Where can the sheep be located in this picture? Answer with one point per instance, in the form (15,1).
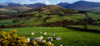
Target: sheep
(39,32)
(53,34)
(44,33)
(28,39)
(38,38)
(58,38)
(61,45)
(49,39)
(32,33)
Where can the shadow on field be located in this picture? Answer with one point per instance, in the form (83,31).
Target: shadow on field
(95,31)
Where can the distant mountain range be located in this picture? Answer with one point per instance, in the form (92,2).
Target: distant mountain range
(81,5)
(19,7)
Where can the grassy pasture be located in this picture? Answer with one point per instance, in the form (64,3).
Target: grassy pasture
(91,27)
(69,36)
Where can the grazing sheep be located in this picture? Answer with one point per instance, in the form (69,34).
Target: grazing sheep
(53,34)
(44,33)
(39,32)
(43,40)
(49,42)
(58,38)
(49,39)
(38,38)
(61,45)
(28,39)
(32,33)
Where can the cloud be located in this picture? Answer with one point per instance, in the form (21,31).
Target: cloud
(59,1)
(47,2)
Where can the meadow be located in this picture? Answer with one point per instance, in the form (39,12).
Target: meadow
(70,37)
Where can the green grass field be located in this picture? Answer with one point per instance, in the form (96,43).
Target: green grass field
(69,37)
(91,27)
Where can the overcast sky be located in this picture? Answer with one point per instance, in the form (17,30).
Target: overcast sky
(42,1)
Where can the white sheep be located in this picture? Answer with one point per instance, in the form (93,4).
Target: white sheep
(44,33)
(43,40)
(61,45)
(58,38)
(49,39)
(28,39)
(38,38)
(32,33)
(49,42)
(39,32)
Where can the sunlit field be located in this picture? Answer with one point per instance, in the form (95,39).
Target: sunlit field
(69,37)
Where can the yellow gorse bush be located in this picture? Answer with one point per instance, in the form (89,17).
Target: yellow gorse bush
(11,39)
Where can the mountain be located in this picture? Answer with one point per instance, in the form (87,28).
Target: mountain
(62,4)
(83,5)
(36,5)
(19,7)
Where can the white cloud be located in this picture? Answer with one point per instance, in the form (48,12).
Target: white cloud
(47,2)
(59,1)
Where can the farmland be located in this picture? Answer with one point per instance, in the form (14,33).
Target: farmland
(69,36)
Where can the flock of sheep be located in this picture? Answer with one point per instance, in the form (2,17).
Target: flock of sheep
(40,38)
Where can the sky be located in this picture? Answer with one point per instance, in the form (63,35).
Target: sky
(48,2)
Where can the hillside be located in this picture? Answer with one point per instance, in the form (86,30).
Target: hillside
(19,7)
(83,5)
(49,14)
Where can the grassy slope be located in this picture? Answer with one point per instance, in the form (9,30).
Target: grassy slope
(69,36)
(92,27)
(94,16)
(10,21)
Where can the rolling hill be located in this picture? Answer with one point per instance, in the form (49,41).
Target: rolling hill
(19,7)
(82,5)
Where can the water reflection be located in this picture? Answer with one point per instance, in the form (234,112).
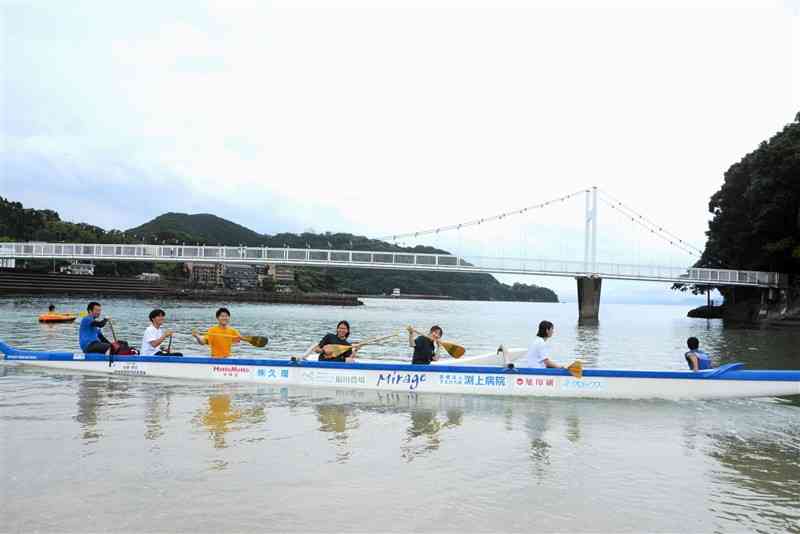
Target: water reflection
(340,420)
(90,398)
(760,482)
(536,426)
(157,407)
(587,343)
(424,431)
(218,418)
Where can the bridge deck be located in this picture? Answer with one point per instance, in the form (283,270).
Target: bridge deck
(387,260)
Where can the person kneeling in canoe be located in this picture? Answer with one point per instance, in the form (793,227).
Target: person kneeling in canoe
(696,358)
(425,346)
(221,337)
(539,351)
(90,338)
(154,336)
(327,347)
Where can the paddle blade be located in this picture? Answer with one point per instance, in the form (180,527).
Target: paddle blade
(454,350)
(256,341)
(576,369)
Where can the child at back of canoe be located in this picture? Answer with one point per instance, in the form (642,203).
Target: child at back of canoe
(695,357)
(221,337)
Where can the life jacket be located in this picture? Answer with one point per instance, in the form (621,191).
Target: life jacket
(703,359)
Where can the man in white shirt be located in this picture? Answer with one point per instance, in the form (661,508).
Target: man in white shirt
(539,351)
(153,336)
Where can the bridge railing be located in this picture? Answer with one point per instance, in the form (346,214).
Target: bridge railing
(378,259)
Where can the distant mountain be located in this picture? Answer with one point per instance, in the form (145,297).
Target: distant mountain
(199,228)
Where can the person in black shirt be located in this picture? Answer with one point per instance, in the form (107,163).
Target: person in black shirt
(340,338)
(425,346)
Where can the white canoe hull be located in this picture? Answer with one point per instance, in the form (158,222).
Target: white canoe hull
(726,382)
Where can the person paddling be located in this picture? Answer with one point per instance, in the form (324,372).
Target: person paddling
(221,337)
(326,352)
(696,358)
(539,351)
(425,346)
(90,337)
(154,336)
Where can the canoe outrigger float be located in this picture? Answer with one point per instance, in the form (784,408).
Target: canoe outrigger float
(728,381)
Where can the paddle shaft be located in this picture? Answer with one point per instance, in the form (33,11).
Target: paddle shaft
(339,349)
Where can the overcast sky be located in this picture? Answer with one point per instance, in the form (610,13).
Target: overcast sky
(384,117)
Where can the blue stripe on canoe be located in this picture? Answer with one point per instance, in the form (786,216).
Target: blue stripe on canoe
(725,372)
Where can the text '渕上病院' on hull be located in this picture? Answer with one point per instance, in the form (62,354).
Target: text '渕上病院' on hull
(728,381)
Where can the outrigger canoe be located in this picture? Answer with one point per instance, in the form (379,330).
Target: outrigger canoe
(728,381)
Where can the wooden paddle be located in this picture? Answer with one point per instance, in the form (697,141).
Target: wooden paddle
(256,341)
(576,369)
(338,350)
(453,349)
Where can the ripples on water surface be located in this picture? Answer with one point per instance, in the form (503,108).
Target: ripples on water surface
(83,452)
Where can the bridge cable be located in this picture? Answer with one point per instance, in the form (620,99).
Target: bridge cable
(618,204)
(482,220)
(653,228)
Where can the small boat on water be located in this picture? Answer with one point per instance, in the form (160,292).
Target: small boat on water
(52,317)
(728,381)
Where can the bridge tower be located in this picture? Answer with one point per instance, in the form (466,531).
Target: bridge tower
(589,284)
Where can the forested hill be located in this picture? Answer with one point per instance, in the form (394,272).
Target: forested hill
(20,224)
(756,222)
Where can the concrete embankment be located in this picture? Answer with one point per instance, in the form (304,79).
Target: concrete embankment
(14,282)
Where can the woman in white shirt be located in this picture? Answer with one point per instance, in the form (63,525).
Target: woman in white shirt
(153,336)
(539,351)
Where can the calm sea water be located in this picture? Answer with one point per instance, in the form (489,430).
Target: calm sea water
(82,452)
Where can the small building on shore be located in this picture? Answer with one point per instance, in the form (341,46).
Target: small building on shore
(206,274)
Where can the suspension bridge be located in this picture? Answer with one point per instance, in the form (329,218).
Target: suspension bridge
(588,272)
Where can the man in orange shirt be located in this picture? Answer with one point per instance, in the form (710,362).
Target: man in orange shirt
(220,338)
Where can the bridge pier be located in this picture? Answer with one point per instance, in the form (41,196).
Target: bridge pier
(589,298)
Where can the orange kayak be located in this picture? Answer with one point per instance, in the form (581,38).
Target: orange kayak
(57,317)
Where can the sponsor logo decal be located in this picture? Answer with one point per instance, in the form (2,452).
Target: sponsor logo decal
(272,373)
(230,370)
(127,369)
(461,379)
(583,384)
(393,378)
(541,382)
(336,379)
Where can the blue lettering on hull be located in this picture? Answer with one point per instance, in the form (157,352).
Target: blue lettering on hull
(412,379)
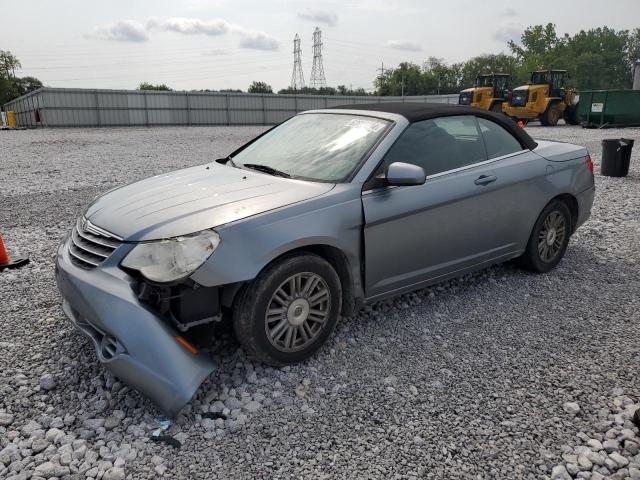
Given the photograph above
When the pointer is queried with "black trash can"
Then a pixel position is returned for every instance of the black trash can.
(616, 156)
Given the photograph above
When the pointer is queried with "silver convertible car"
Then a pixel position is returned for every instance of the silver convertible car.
(307, 222)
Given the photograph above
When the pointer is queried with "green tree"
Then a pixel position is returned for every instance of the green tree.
(259, 87)
(150, 86)
(406, 79)
(11, 86)
(8, 64)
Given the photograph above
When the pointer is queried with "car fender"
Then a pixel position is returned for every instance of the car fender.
(249, 245)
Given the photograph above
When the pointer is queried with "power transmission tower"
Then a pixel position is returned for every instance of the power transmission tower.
(317, 71)
(297, 77)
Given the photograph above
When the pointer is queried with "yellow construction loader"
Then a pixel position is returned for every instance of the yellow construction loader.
(544, 98)
(488, 92)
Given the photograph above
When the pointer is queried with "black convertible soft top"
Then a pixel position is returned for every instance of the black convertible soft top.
(415, 112)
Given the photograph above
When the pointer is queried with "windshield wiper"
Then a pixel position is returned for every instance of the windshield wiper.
(266, 169)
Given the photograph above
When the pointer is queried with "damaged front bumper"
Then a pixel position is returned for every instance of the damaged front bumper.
(131, 341)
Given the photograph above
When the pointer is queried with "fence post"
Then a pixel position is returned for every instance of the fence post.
(146, 108)
(95, 94)
(186, 94)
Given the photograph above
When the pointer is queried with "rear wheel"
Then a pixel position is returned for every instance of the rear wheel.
(288, 312)
(549, 238)
(551, 115)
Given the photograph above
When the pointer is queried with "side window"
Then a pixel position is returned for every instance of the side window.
(499, 142)
(439, 144)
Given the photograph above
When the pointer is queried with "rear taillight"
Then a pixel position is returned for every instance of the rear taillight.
(589, 162)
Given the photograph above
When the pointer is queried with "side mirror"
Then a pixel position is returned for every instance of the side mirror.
(401, 174)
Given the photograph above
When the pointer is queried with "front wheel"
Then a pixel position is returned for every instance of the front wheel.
(289, 311)
(549, 238)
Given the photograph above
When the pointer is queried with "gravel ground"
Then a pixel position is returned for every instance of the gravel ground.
(500, 374)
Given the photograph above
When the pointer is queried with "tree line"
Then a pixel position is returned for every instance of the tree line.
(12, 86)
(599, 58)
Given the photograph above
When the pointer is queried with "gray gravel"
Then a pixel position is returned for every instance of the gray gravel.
(500, 374)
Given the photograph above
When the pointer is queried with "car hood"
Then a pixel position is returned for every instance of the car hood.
(194, 199)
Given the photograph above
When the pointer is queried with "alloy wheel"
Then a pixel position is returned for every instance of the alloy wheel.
(297, 312)
(551, 236)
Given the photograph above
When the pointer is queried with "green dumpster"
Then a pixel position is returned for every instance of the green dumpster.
(609, 108)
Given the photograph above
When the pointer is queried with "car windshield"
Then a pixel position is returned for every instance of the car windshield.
(324, 147)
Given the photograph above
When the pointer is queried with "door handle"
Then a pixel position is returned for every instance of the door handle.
(485, 179)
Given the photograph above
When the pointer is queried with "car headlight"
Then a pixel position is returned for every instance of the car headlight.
(173, 259)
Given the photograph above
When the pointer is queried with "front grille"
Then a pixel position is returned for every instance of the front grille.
(465, 98)
(90, 245)
(519, 98)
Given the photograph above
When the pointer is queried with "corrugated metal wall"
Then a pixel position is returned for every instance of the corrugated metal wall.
(66, 107)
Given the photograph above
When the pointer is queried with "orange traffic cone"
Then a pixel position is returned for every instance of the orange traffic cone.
(5, 262)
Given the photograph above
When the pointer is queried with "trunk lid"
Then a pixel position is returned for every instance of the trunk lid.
(559, 151)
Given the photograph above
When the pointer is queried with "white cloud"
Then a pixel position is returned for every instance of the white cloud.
(320, 16)
(130, 30)
(190, 26)
(122, 30)
(215, 52)
(508, 32)
(404, 45)
(259, 41)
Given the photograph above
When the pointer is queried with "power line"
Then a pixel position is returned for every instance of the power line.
(297, 77)
(318, 79)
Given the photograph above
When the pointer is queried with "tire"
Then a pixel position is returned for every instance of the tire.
(265, 336)
(571, 115)
(551, 115)
(535, 257)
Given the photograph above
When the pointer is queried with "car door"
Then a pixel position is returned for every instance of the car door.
(419, 233)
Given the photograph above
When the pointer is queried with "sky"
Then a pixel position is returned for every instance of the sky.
(216, 44)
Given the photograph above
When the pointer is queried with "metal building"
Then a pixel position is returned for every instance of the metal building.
(75, 107)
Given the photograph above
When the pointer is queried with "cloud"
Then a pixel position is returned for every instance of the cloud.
(191, 26)
(215, 52)
(259, 41)
(509, 32)
(320, 16)
(404, 45)
(129, 30)
(122, 31)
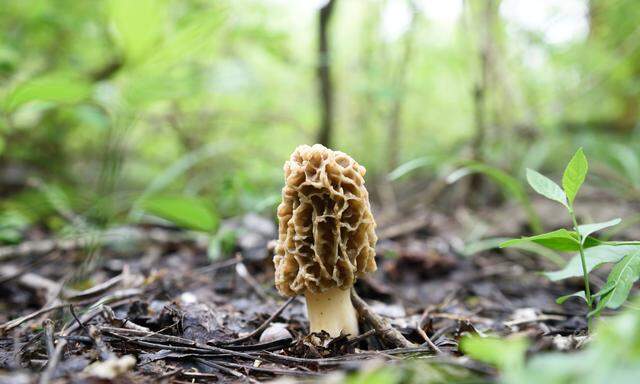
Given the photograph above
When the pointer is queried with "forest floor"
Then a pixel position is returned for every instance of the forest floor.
(148, 304)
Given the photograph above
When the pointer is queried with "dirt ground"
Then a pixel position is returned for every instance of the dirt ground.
(145, 303)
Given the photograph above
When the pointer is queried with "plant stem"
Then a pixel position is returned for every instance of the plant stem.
(621, 242)
(585, 273)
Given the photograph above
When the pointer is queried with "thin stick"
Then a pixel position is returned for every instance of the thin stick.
(48, 337)
(264, 325)
(427, 339)
(385, 331)
(242, 271)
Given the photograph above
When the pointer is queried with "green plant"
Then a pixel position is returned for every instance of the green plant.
(613, 356)
(592, 252)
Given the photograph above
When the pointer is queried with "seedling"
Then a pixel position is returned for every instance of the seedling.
(591, 251)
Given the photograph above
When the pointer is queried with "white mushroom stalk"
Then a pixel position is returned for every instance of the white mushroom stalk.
(326, 236)
(332, 312)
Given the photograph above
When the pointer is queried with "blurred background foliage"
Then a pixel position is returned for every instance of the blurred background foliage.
(112, 108)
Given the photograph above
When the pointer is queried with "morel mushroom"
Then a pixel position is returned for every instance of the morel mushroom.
(326, 236)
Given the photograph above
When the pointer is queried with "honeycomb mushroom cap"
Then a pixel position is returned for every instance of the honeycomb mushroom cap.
(326, 229)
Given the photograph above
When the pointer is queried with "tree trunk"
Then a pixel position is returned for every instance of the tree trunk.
(325, 85)
(395, 118)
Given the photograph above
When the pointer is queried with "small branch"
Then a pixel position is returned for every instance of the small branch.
(48, 337)
(427, 339)
(385, 331)
(242, 271)
(264, 325)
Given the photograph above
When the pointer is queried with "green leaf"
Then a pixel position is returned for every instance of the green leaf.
(185, 212)
(509, 185)
(506, 354)
(546, 187)
(57, 88)
(574, 175)
(619, 283)
(587, 229)
(409, 166)
(580, 294)
(138, 26)
(559, 240)
(595, 257)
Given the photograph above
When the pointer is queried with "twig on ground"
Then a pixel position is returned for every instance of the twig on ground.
(9, 325)
(242, 271)
(262, 326)
(110, 316)
(105, 352)
(48, 337)
(427, 339)
(384, 330)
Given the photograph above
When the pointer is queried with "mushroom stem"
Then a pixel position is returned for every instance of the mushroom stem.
(332, 311)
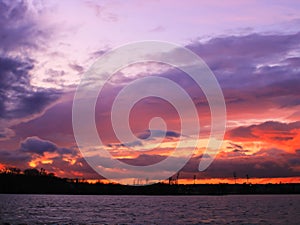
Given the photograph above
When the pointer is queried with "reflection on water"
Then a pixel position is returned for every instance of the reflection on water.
(91, 209)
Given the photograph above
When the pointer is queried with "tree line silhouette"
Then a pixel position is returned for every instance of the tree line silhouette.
(34, 181)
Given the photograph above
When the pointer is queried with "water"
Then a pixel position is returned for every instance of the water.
(91, 209)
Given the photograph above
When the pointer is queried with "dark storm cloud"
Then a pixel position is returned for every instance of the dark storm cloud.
(18, 98)
(39, 146)
(255, 67)
(159, 133)
(19, 30)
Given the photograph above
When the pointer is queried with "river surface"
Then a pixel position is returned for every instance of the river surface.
(92, 209)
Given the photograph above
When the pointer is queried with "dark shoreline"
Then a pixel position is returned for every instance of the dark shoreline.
(22, 184)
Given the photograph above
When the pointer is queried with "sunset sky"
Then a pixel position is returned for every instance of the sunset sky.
(252, 47)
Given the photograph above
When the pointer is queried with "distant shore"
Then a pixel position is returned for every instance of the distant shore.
(24, 184)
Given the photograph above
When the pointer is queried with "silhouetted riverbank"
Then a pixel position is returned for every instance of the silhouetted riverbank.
(37, 184)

**What to do**
Starting at the first line of the listing above, write out each line exactly and nothing else until you reach the line containing "Where can the distant mountain range", which is included as well; omit all pictures.

**Written solution**
Where can the sheep be located in this picture? Answer with one point per instance, in the form (15,1).
Target: sheep
(39,32)
(53,34)
(44,33)
(28,39)
(38,38)
(58,38)
(61,45)
(49,39)
(32,33)
Where can the shadow on field be located in this picture? Answer with one point per instance, in the form (83,31).
Target: shadow on field
(95,31)
Where can the distant mountain range be located in this picture? Answer with one point per instance, in the form (92,2).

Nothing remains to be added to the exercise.